▸ WHAT YOU NEED TO DO
Look through the records and copy each line that has "path" in it.

▸ EXERCISE INPUTS
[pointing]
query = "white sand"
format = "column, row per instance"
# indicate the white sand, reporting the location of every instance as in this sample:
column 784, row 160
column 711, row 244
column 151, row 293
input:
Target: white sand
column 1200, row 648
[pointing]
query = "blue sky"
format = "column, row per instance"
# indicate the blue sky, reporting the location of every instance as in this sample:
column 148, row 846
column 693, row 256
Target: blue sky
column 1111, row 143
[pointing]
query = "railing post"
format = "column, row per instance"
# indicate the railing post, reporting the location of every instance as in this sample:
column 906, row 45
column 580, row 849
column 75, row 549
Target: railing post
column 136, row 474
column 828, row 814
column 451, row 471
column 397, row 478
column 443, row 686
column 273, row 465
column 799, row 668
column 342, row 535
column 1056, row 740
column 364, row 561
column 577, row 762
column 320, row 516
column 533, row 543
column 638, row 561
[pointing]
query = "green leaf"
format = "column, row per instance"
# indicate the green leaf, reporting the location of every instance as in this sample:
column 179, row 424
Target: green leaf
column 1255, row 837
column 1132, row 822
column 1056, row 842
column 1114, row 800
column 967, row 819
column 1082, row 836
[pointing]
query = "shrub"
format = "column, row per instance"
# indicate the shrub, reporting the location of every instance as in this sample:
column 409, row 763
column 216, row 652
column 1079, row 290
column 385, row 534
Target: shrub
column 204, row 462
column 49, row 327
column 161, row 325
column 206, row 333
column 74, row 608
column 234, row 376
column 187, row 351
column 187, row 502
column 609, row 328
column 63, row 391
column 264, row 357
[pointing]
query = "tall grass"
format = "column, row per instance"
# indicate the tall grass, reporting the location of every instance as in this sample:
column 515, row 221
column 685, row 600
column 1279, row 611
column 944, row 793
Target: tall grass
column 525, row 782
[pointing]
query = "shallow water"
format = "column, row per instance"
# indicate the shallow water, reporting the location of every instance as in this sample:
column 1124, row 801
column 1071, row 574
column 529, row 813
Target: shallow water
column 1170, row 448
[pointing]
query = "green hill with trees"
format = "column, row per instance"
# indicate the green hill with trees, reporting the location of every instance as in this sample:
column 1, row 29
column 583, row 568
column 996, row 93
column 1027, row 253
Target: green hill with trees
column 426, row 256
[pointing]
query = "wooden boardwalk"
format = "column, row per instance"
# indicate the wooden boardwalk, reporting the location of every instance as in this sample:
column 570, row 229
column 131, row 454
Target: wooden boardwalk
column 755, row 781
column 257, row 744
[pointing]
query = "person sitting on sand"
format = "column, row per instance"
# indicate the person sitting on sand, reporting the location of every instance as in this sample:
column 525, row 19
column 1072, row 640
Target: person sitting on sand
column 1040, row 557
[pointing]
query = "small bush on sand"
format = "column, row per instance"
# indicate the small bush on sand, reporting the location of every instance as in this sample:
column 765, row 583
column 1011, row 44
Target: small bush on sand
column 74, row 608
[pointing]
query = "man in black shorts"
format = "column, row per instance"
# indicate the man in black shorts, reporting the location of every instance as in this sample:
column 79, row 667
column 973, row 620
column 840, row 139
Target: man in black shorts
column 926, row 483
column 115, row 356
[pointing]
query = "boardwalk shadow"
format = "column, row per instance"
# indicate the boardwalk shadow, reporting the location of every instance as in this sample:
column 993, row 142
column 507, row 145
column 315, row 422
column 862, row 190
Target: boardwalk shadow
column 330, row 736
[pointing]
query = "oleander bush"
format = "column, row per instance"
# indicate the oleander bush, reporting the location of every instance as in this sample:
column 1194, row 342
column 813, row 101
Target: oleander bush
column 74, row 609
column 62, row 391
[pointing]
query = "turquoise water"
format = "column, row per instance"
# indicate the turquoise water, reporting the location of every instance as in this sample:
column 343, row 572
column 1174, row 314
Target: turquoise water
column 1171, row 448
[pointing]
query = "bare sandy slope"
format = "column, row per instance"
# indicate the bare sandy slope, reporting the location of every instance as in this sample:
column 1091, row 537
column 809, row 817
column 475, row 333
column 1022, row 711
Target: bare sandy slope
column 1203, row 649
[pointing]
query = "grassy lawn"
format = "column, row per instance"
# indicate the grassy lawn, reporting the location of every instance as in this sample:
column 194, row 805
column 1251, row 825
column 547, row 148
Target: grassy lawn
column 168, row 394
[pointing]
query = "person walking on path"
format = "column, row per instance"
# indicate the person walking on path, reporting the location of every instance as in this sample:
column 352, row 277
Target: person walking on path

▸ RESPONSE TO THE TASK
query = "person walking on path"
# indicate the person walking on path, reporting the location of every instance as in this sample:
Target: person walking on path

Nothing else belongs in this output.